- **Contour labeling items**:
● ● ● ● ● ● ●

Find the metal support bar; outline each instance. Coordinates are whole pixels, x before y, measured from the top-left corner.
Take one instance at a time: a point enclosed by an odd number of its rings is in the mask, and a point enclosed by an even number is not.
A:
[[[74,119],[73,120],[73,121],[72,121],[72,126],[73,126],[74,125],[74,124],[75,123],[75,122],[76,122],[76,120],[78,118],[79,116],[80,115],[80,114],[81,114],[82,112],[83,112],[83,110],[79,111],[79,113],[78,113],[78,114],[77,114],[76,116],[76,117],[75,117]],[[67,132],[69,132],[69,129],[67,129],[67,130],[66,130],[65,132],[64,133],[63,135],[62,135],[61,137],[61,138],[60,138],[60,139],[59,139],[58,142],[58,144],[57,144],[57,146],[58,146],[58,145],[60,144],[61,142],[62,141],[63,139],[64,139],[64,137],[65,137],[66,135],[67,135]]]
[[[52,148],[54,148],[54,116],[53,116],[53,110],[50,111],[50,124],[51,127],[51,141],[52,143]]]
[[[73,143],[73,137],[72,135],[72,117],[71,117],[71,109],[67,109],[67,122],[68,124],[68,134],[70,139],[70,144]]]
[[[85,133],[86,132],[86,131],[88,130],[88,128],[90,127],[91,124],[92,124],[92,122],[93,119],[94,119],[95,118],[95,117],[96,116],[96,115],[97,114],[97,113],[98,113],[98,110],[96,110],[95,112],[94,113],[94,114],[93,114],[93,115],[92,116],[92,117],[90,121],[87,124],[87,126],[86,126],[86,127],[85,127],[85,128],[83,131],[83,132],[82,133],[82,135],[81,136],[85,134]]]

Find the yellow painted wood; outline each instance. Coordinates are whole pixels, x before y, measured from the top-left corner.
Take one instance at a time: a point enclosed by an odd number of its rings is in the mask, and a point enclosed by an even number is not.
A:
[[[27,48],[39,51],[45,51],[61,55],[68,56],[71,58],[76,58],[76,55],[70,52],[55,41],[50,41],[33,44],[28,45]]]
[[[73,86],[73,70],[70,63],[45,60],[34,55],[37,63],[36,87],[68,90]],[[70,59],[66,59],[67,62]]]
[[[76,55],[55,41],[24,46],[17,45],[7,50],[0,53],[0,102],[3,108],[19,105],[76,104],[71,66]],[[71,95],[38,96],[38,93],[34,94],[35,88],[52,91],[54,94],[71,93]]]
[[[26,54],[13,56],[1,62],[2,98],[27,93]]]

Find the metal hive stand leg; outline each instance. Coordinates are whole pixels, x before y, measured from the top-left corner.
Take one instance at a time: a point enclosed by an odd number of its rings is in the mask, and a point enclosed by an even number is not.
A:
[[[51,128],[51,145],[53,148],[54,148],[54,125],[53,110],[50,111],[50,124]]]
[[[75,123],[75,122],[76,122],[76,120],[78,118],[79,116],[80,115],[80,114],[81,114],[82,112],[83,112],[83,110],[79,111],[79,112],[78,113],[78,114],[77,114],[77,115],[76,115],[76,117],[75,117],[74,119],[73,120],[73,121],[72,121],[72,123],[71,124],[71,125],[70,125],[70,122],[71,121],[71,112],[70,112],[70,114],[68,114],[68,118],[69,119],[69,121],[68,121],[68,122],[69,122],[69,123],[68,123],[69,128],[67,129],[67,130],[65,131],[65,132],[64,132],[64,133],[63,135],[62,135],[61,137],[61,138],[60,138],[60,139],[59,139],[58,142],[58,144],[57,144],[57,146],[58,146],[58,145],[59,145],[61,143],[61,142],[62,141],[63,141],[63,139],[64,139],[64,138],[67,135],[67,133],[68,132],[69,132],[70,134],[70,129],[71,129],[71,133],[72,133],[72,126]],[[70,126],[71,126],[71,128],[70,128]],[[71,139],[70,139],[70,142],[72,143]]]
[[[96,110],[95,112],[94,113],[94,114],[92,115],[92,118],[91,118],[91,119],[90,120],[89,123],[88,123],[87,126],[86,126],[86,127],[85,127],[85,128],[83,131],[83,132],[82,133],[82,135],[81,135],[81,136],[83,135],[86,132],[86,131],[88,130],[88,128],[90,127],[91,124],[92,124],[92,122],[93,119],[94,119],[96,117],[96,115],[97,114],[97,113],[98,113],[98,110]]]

● ● ● ● ● ● ●

- **TASK STATEMENT**:
Reformat every line of the entries above as a numbered list, leaving out the blank lines.

- **RESPONSE TO THE EXERCISE**:
1. Find the metal support bar; outline each instance. Coordinates are whole pixels, x before y, measured from the top-left corner.
2. Take one instance at a time: a point enclosed by an odd number of its rings is in the mask, and a point enclosed by an even number is not.
3. A:
4. [[[74,119],[73,120],[73,121],[72,121],[72,126],[73,126],[74,125],[74,124],[75,123],[75,122],[76,122],[76,120],[78,118],[79,116],[80,115],[80,114],[81,114],[82,112],[83,112],[83,110],[79,111],[79,113],[78,113],[78,114],[77,114],[76,116],[76,117],[75,117]],[[67,132],[69,132],[69,129],[67,129],[67,130],[66,130],[65,132],[64,133],[63,135],[62,135],[61,137],[61,138],[60,138],[60,139],[59,139],[58,142],[58,144],[57,144],[57,146],[58,146],[58,145],[60,144],[61,142],[62,141],[63,139],[64,139],[64,137],[65,137],[66,135],[67,135]]]
5. [[[52,148],[54,148],[54,116],[53,116],[53,110],[50,111],[50,124],[51,127],[51,141],[52,143]]]
6. [[[73,143],[73,137],[72,135],[72,117],[71,117],[71,109],[67,109],[67,122],[68,124],[68,134],[70,139],[70,144]]]
7. [[[85,133],[86,132],[86,131],[88,130],[88,128],[90,127],[91,124],[92,124],[92,122],[93,119],[94,119],[95,118],[95,117],[96,116],[96,115],[97,114],[97,113],[98,113],[98,110],[96,110],[95,112],[94,113],[94,114],[93,114],[93,115],[92,116],[92,117],[90,121],[87,124],[87,126],[86,126],[86,127],[85,127],[85,128],[83,131],[83,132],[82,133],[82,135],[81,136],[85,134]]]
8. Find the yellow painted wood; outline each instance. Coordinates are whole pixels, x before y, measured from the top-left corner.
9. Take one instance at a time: a point enclosed by an odd number of its rings is in the mask, and a point enclosed by an even number is not.
10. A:
11. [[[27,48],[39,51],[45,51],[61,55],[68,56],[71,58],[76,58],[76,55],[70,52],[55,41],[50,41],[33,44],[28,45]]]
12. [[[73,86],[73,70],[70,63],[45,60],[34,55],[37,63],[36,87],[68,90]],[[70,59],[66,59],[67,62]]]
13. [[[76,55],[55,41],[24,46],[17,45],[7,50],[0,53],[0,102],[3,108],[19,105],[76,104],[71,66]],[[71,95],[38,96],[38,93],[34,94],[35,88],[52,91],[54,94],[71,93]]]
14. [[[26,54],[13,56],[1,62],[2,98],[27,93]]]
15. Find the metal hive stand leg; outline each instance. Coordinates are whole pixels, x before y, measured from the top-left corner.
16. Take one instance at a time: a point enclosed by an odd number of its rings is in the mask, and a point enclosed by an even number is not.
17. A:
18. [[[51,128],[51,145],[53,148],[54,148],[54,125],[53,110],[50,111],[50,124]]]
19. [[[75,123],[75,122],[76,122],[76,120],[78,118],[79,116],[80,115],[80,114],[81,114],[82,112],[83,112],[83,110],[79,111],[79,112],[78,113],[78,114],[77,114],[77,115],[76,115],[76,117],[75,117],[74,119],[73,120],[73,121],[72,121],[72,123],[71,124],[71,125],[70,125],[70,122],[71,121],[71,112],[70,112],[70,114],[68,114],[68,118],[69,119],[69,121],[68,121],[68,122],[69,122],[69,123],[68,123],[69,128],[67,129],[67,130],[65,131],[65,132],[64,132],[64,133],[63,135],[62,135],[61,137],[61,138],[60,138],[60,139],[59,139],[58,142],[58,144],[57,144],[57,146],[58,146],[58,145],[59,145],[61,143],[61,142],[62,141],[63,141],[63,139],[64,139],[64,138],[67,135],[67,133],[68,132],[69,132],[70,134],[70,129],[71,129],[71,133],[72,133],[72,126]],[[70,126],[71,126],[71,128],[70,128]],[[71,139],[70,139],[70,142],[72,143]]]
20. [[[96,110],[95,112],[94,113],[94,114],[92,115],[92,118],[91,118],[91,119],[90,120],[89,123],[88,123],[87,126],[86,126],[86,127],[85,127],[85,128],[83,131],[83,132],[82,133],[82,135],[81,135],[81,136],[83,135],[86,132],[86,131],[88,130],[88,128],[90,127],[91,124],[92,124],[92,122],[93,119],[94,119],[96,117],[96,115],[97,114],[97,113],[98,113],[98,110]]]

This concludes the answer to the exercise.